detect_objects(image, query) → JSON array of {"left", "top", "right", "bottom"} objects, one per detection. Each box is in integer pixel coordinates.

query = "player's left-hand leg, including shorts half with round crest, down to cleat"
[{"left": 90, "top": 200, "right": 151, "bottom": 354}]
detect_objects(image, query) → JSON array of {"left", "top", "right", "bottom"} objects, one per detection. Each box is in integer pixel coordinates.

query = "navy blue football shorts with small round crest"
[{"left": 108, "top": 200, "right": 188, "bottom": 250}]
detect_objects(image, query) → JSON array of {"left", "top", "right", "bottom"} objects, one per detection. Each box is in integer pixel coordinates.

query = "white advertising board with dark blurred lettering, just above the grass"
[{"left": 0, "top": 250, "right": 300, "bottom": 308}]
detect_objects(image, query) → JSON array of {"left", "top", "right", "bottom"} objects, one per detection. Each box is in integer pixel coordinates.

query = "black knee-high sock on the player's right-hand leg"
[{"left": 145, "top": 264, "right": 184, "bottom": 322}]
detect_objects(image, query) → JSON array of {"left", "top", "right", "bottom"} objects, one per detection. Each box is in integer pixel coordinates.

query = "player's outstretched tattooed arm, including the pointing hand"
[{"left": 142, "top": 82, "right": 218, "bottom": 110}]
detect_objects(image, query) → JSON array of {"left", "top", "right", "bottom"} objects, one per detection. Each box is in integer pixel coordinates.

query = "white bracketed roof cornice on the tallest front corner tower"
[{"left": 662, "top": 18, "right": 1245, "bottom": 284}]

..........

## Directions for this task
Retype every line of the listing exactly as it appears.

## Exercise answer
detect_objects(image, query) → JSON array of {"left", "top", "right", "bottom"} objects, one per detection. Each box is in integer pixel coordinates.

query = "player's left-hand leg, including shorts half with round crest, down to cleat"
[{"left": 90, "top": 200, "right": 151, "bottom": 354}]
detect_objects(image, query) → JSON array of {"left", "top", "right", "bottom"} objects, one per detection. Each box is in integer pixel coordinates.

query = "navy blue football shorts with small round crest"
[{"left": 108, "top": 200, "right": 188, "bottom": 250}]
detect_objects(image, query) → JSON array of {"left", "top", "right", "bottom"} objects, one per detection. Each box is in integer pixel coordinates.

query = "white advertising board with dark blurred lettering, just above the grass"
[{"left": 0, "top": 250, "right": 300, "bottom": 308}]
detect_objects(image, query) → JSON array of {"left", "top", "right", "bottom"} objects, one per detection. Each box is in integer pixel coordinates.

query = "black knee-high sock on the player's right-hand leg"
[{"left": 145, "top": 264, "right": 184, "bottom": 322}]
detect_objects(image, query) → JSON array of {"left", "top", "right", "bottom"} objects, one per detection. Each box is in integer pixel coordinates.

query = "player's outstretched tattooed arm, including the pointing hand"
[{"left": 142, "top": 82, "right": 218, "bottom": 110}]
detect_objects(image, query) → JSON array of {"left", "top", "right", "bottom"} objects, one per detection. Each box is in integer pixel coordinates.

query = "white bracketed roof cornice on the tallest front corner tower"
[{"left": 662, "top": 18, "right": 1245, "bottom": 284}]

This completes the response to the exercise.